_AUFGABEN_
[A] Geben Sie aus dem Textauszug über die Redewendung „wie Bolle“ den Abschnitt wortgetreu wieder, der mit den Worten „Und, wo wir“ beginnt und mit „Mai 2010 (CEST))“ endet.
[B] Zu welchem Unternehmen gehörten laut dem Textauszug über die Redewendung „wie Bolle“ die sogenannten Bolle-Milchwagen?
── TEXTAUSZUG ──
Eine weitere populäre Variation der Wendung lautet „sich wie Bolle auf den Milchwagen freuen“ – im DWDS etwa für 1925 beim werten Kurt Tucholsky belegt: „Ick amüsier mir wie Bolle uffn Milchwagen und wünsche, es möge nie, nie aufhören“. Dies bezieht sich auf die sogenannten Bolle-Milchwagen der Meierei C. Bolle des Unternehmers Carl Andreas Julius Bolle, die zur gleichen Zeit wie das Entstehen des Volksliedes durch Berlin kurvten. Es handelt sich hier aber offenbar um eine Zusammenlegung der beiden zufällig räumlich und zeitlich kontig auftretenden „Bolle“-Verwendungen. Vor allem der Wikipedia-Artikel weist darauf in untypischer Manier nachgerade aggressiv hin: „Es gibt weder eine Beziehung zum Berliner Großkaufmann Carl Bolle noch zum Brandenburger Frisör Fritze Bollmann.“

Und, wo wir dabei sind, hier das Highlight aus der Diskussionsabteilung des Wikipedia-Artikels. Offenbar schlug jemand vor, dass „Scotland the Brave“ musikalische Elemente von Bolle enthält:

 == Schottische Nationalhymne in der JBO Version ==
…da kommt’s raus: die wikipedia-hengste hören alle jbo. das erklärt einiges. (“nicht [[Hilfe:Signatur|signierter]] Beitrag von“ [[Spezial:Beiträge/79.253.52.137|79.253.52.137]] ([[Benutzer Diskussion:79.253.52.137|Diskussion]]) 02:23, 17. Mai 2010 (CEST))
───
── GEZEIGTE EINTRÄGE ──
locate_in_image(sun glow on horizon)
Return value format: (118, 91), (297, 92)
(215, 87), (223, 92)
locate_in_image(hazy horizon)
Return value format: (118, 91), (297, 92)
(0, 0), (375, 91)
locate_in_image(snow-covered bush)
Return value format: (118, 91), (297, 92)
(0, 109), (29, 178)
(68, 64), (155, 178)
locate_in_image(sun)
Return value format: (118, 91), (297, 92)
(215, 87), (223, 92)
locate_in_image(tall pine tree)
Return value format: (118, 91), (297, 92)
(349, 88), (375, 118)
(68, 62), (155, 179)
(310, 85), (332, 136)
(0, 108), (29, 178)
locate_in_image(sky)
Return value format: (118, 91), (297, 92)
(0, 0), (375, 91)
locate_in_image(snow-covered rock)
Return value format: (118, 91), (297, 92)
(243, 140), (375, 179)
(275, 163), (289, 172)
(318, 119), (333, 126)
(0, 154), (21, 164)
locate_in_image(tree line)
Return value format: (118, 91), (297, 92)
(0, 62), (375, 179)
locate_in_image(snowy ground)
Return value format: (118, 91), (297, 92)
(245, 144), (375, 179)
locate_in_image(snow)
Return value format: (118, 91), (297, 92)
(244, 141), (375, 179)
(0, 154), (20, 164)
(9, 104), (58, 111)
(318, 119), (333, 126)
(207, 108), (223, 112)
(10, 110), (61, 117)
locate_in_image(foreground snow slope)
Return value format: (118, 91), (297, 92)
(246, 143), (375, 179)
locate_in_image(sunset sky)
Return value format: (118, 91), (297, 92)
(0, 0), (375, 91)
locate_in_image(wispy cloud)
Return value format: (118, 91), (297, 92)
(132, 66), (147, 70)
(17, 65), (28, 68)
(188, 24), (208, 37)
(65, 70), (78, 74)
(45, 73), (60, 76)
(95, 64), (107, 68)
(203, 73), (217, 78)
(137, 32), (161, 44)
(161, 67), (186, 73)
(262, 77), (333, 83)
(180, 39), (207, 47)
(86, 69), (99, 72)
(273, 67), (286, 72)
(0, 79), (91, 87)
───
_LÖSUNGEN_
[A]
Und, wo wir dabei sind, hier das Highlight aus der Diskussionsabteilung des Wikipedia-Artikels. Offenbar schlug jemand vor, dass „Scotland the Brave“ musikalische Elemente von Bolle enthält:

 == Schottische Nationalhymne in der JBO Version ==
…da kommt’s raus: die wikipedia-hengste hören alle jbo. das erklärt einiges. (“nicht [[Hilfe:Signatur|signierter]] Beitrag von“ [[Spezial:Beiträge/79.253.52.137|79.253.52.137]] ([[Benutzer Diskussion:79.253.52.137|Diskussion]]) 02:23, 17. Mai 2010 (CEST))

[B] Zur Meierei C. Bolle des Unternehmers Carl Andreas Julius Bolle.